*YOUR TASK*: Repeat every entry word for word, skipping the pictures.

Segment Open

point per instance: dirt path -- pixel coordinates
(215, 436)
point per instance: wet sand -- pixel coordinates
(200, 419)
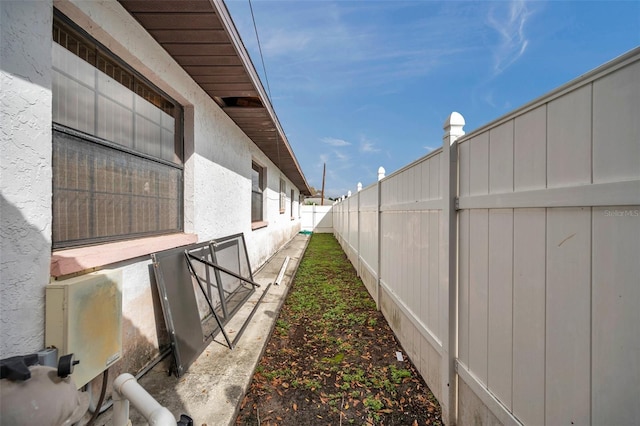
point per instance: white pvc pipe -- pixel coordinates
(127, 389)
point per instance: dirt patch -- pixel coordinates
(332, 358)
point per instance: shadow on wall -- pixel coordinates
(25, 254)
(135, 347)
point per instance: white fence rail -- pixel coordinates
(520, 304)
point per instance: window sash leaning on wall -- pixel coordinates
(117, 154)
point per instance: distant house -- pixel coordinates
(128, 128)
(309, 201)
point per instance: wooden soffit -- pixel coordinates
(201, 36)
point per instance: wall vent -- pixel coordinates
(84, 317)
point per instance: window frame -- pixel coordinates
(64, 136)
(283, 196)
(262, 178)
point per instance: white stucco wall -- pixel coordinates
(25, 172)
(217, 172)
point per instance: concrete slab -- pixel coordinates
(213, 388)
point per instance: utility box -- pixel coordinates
(84, 317)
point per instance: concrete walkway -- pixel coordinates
(213, 388)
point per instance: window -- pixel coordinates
(117, 147)
(283, 196)
(292, 195)
(257, 190)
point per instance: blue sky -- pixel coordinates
(369, 83)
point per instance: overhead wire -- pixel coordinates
(266, 77)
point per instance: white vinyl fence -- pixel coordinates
(508, 261)
(317, 218)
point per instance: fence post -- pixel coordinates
(449, 267)
(381, 172)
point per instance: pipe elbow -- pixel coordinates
(162, 417)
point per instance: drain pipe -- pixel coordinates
(127, 389)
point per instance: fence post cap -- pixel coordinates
(454, 119)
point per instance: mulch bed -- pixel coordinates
(332, 358)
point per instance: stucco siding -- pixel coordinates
(25, 172)
(217, 173)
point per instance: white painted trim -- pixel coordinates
(423, 329)
(487, 398)
(415, 206)
(601, 194)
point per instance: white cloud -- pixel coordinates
(510, 25)
(335, 142)
(368, 146)
(341, 156)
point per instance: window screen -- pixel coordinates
(257, 189)
(117, 155)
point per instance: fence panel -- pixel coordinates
(317, 218)
(543, 248)
(548, 235)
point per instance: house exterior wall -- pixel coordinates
(217, 174)
(25, 172)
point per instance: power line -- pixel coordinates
(266, 78)
(264, 68)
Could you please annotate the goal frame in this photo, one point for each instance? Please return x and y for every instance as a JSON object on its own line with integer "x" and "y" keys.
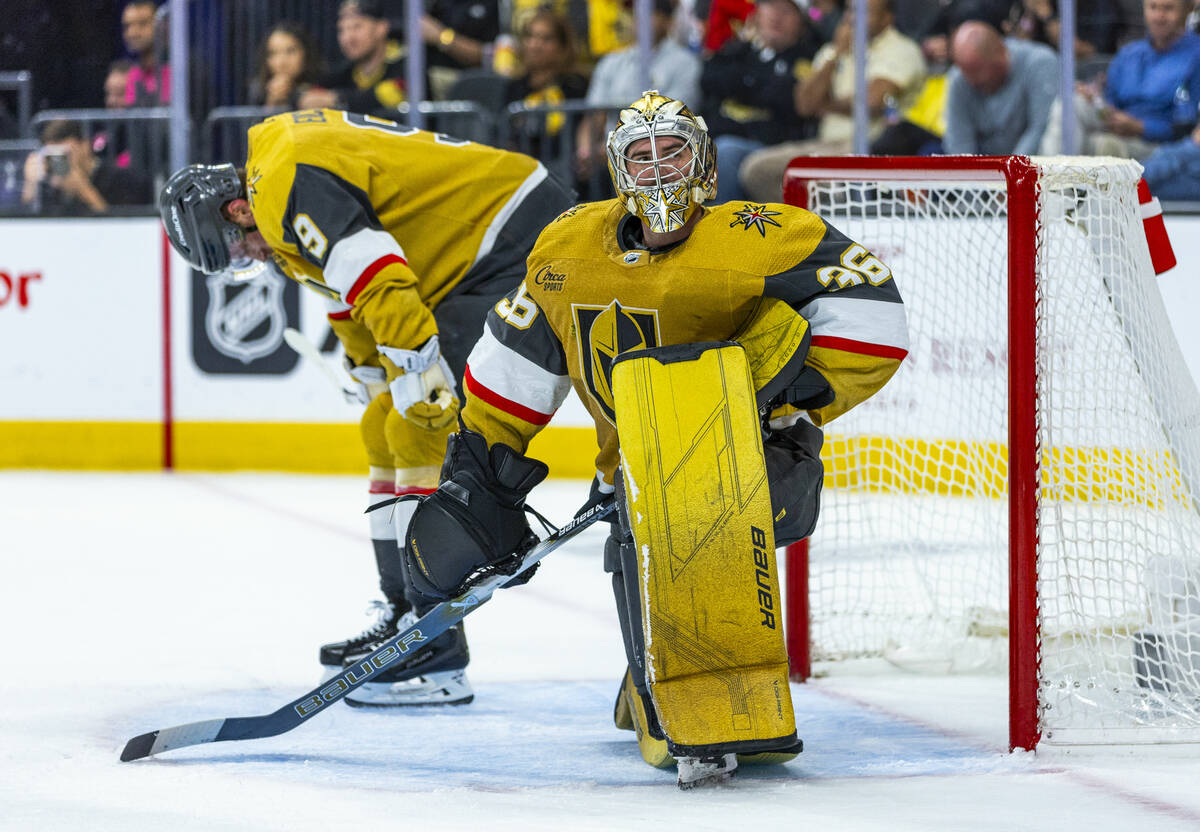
{"x": 1020, "y": 179}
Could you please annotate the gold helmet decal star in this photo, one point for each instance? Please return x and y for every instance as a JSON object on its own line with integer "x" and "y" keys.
{"x": 664, "y": 208}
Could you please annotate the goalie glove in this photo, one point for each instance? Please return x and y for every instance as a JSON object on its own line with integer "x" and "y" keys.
{"x": 474, "y": 521}
{"x": 424, "y": 391}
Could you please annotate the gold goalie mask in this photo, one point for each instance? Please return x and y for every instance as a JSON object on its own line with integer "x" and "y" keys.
{"x": 663, "y": 183}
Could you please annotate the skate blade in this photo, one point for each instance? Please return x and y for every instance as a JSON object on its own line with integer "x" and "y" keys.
{"x": 696, "y": 773}
{"x": 449, "y": 687}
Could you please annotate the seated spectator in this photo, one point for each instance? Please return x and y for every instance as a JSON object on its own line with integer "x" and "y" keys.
{"x": 894, "y": 73}
{"x": 547, "y": 54}
{"x": 149, "y": 79}
{"x": 825, "y": 16}
{"x": 617, "y": 81}
{"x": 373, "y": 78}
{"x": 725, "y": 19}
{"x": 1150, "y": 91}
{"x": 457, "y": 35}
{"x": 288, "y": 64}
{"x": 1000, "y": 93}
{"x": 1096, "y": 25}
{"x": 749, "y": 88}
{"x": 919, "y": 130}
{"x": 935, "y": 45}
{"x": 115, "y": 83}
{"x": 1173, "y": 171}
{"x": 64, "y": 177}
{"x": 112, "y": 141}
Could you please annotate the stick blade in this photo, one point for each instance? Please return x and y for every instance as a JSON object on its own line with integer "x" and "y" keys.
{"x": 163, "y": 740}
{"x": 138, "y": 747}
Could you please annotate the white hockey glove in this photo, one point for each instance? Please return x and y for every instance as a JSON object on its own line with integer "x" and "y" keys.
{"x": 369, "y": 382}
{"x": 424, "y": 393}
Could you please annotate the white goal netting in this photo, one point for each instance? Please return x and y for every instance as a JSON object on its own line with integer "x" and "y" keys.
{"x": 910, "y": 560}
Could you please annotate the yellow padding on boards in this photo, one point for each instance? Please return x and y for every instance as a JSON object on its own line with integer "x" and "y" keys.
{"x": 319, "y": 448}
{"x": 699, "y": 502}
{"x": 82, "y": 446}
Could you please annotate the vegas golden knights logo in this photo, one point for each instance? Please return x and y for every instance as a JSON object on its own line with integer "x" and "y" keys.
{"x": 604, "y": 333}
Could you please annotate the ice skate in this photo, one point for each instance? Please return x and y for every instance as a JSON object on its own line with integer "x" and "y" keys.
{"x": 335, "y": 654}
{"x": 433, "y": 675}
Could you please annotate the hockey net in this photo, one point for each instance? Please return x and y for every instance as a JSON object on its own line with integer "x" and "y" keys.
{"x": 1021, "y": 494}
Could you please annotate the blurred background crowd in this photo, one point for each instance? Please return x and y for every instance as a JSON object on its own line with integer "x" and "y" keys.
{"x": 85, "y": 84}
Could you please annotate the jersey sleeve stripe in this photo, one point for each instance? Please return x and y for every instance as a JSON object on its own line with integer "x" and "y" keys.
{"x": 507, "y": 211}
{"x": 859, "y": 347}
{"x": 371, "y": 271}
{"x": 520, "y": 387}
{"x": 354, "y": 253}
{"x": 858, "y": 321}
{"x": 337, "y": 310}
{"x": 502, "y": 403}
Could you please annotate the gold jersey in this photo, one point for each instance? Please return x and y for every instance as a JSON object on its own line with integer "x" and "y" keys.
{"x": 591, "y": 293}
{"x": 381, "y": 219}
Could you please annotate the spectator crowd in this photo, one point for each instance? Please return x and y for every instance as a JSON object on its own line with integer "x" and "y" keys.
{"x": 773, "y": 78}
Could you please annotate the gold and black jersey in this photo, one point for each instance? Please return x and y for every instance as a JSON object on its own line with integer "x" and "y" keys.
{"x": 588, "y": 295}
{"x": 381, "y": 219}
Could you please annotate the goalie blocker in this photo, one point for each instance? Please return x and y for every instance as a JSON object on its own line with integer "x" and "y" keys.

Segment Closed

*SOLUTION BELOW*:
point per instance: dirt path -- pixel coordinates
(215, 436)
point per instance: wet sand -- pixel coordinates
(200, 419)
point per instance: white pvc pipe -- pixel coordinates
(127, 389)
point per instance: dirt patch -- pixel coordinates
(332, 358)
point per instance: shadow on wall -- pixel coordinates
(25, 254)
(135, 347)
point per instance: white fence rail -- pixel coordinates
(520, 304)
point per instance: window sash leaning on wall -- pixel coordinates
(117, 154)
point per instance: distant house -- pixel coordinates
(128, 128)
(309, 201)
point per instance: wooden soffit -- pixel coordinates
(201, 36)
point per instance: wall vent -- pixel coordinates
(84, 317)
point per instance: window frame -- pixel coordinates
(64, 136)
(283, 196)
(262, 178)
point per instance: white stucco wall -- pixel coordinates
(25, 172)
(217, 172)
point per instance: concrete slab -- pixel coordinates
(213, 388)
point per instance: utility box -- pixel coordinates
(84, 317)
point per instance: concrete walkway -- pixel coordinates
(213, 388)
point per instance: window -- pixel coordinates
(117, 147)
(283, 196)
(292, 195)
(257, 190)
point per instance: blue sky -- pixel coordinates
(369, 83)
point per instance: overhead wire -- pixel coordinates
(266, 77)
point per instance: white vinyl fence -- pixel coordinates
(508, 261)
(317, 218)
point per instance: fence post -- pixel coordinates
(449, 267)
(381, 172)
point per instance: pipe elbow -- pixel coordinates
(162, 417)
point per instance: drain pipe -- pixel coordinates
(127, 389)
point per instance: fence post cap -- pixel coordinates
(454, 119)
point per instance: mulch bed -- pixel coordinates
(332, 358)
point per instance: stucco siding -- pixel coordinates
(25, 172)
(217, 173)
point per instance: white painted trim -- pixel coordinates
(423, 329)
(487, 398)
(415, 206)
(601, 194)
point per instance: white cloud -- pixel coordinates
(510, 25)
(335, 142)
(368, 146)
(341, 156)
point per instance: window screen -- pixel coordinates
(257, 189)
(117, 155)
point per instance: fence panel -- pixel coordinates
(317, 218)
(543, 248)
(548, 235)
point per instance: house exterior wall -- pixel coordinates
(217, 174)
(25, 172)
point per instance: power line -- pixel coordinates
(266, 78)
(264, 68)
Could you please annotate the goal frame in this photo, one point for each instance? Please return x and y for every instance as a JSON object on its own line with integer "x" and "y" keys.
{"x": 1020, "y": 179}
Could you please annotate the gold helmet decal star in this photo, one point for each instance? Please return x and y for every instance as a JSON object on its own line with integer "x" and "y" keys.
{"x": 664, "y": 208}
Could you please annotate the goalie glove in this photo, one point for each instance? Please return x and y for every instance as a JSON object on its own line with integer "x" and "y" keys.
{"x": 474, "y": 521}
{"x": 424, "y": 391}
Could you please annotate the gold goalie mask in this photo, one point for each instance? Please return x and y for every instance as a JSON object on its own line with integer "x" and "y" keys.
{"x": 663, "y": 183}
Could you please annotate the skate blade in this photo, one point for each instance? Please return x and y for every instance as a JSON object on its own line with integer "x" and "y" keys.
{"x": 696, "y": 773}
{"x": 449, "y": 687}
Could you please annotate the seated spectator in this photo, one point for each instance? Please return x and y for every instance as a JSON object on its own line with integer "x" and "y" keys.
{"x": 894, "y": 73}
{"x": 547, "y": 54}
{"x": 149, "y": 79}
{"x": 825, "y": 16}
{"x": 617, "y": 81}
{"x": 373, "y": 78}
{"x": 725, "y": 19}
{"x": 1150, "y": 91}
{"x": 457, "y": 35}
{"x": 288, "y": 64}
{"x": 1000, "y": 93}
{"x": 1096, "y": 25}
{"x": 749, "y": 88}
{"x": 919, "y": 130}
{"x": 935, "y": 45}
{"x": 115, "y": 83}
{"x": 1173, "y": 171}
{"x": 64, "y": 177}
{"x": 112, "y": 141}
Could you please annotate the stick blade in this photo, one point for each instance? Please return x and y for every instance as a JSON object on its own line with integer "x" and "y" keys.
{"x": 163, "y": 740}
{"x": 138, "y": 747}
Could you please annotate the white hockey glove in this photo, one point for each instance? Please return x and y for every instance as a JSON object on its own line with integer "x" and "y" keys.
{"x": 369, "y": 382}
{"x": 424, "y": 393}
Could you please annotate the white goal netting in this photo, one point for each instance? Please return x and y for every instance as a JSON object on its own line with integer "x" and "y" keys.
{"x": 910, "y": 560}
Could you please annotate the yellow padding on boards in this photo, one point for each instance? Please return x and y for every instance as a JSON object on its own line with integer "x" and "y" keys.
{"x": 319, "y": 448}
{"x": 699, "y": 502}
{"x": 82, "y": 446}
Could you please annotate the vegas golden knights logo in this photo, one point for each instance? Please return x and y for every instance as a JSON object on its own line with integer "x" and "y" keys.
{"x": 604, "y": 333}
Could you please annotate the ice skate in this photo, one point for each instance? Please return x and y for every instance as a JSON object on its own line with integer "x" and "y" keys.
{"x": 335, "y": 654}
{"x": 433, "y": 675}
Could you please annotate the hockey net in this photo, one point for each instance? Please return x and y for every instance as a JSON object on its own line with integer "x" and "y" keys.
{"x": 1021, "y": 494}
Could you please annotate the blurred background crowd in this photo, one point for each instance? Please return x and y for every instance as a JSON object on its own line with integer "x" and "y" keys.
{"x": 85, "y": 84}
Could you please annotate the jersey sleeve stripe in this photo, one point for each instance? Please return x and y for every instance as a JSON object on its own line with integer "x" and "y" keys.
{"x": 507, "y": 211}
{"x": 859, "y": 347}
{"x": 371, "y": 271}
{"x": 520, "y": 387}
{"x": 354, "y": 253}
{"x": 858, "y": 321}
{"x": 337, "y": 310}
{"x": 502, "y": 403}
Could you please annotate the gold jersey in this photo, one point for each instance? Please return x and y for every instance as a JSON object on its own line with integer "x" and "y" keys.
{"x": 591, "y": 293}
{"x": 381, "y": 219}
Could you please annotate the spectator crowd in this photo, one point for each instance? Please return x and y for every instance as a JSON object on its own line with integer "x" and "y" keys.
{"x": 773, "y": 78}
Could you please annotate the gold and black jersey in this photo, one point for each instance? Please return x and y for every instance as a JSON object on its own line with integer "x" and "y" keys.
{"x": 588, "y": 295}
{"x": 381, "y": 219}
Could you please annotate the goalie blocker in this photo, one point for each instance? Please return x and y for every instance as a JSON object on its own line with integer "x" and "y" keys.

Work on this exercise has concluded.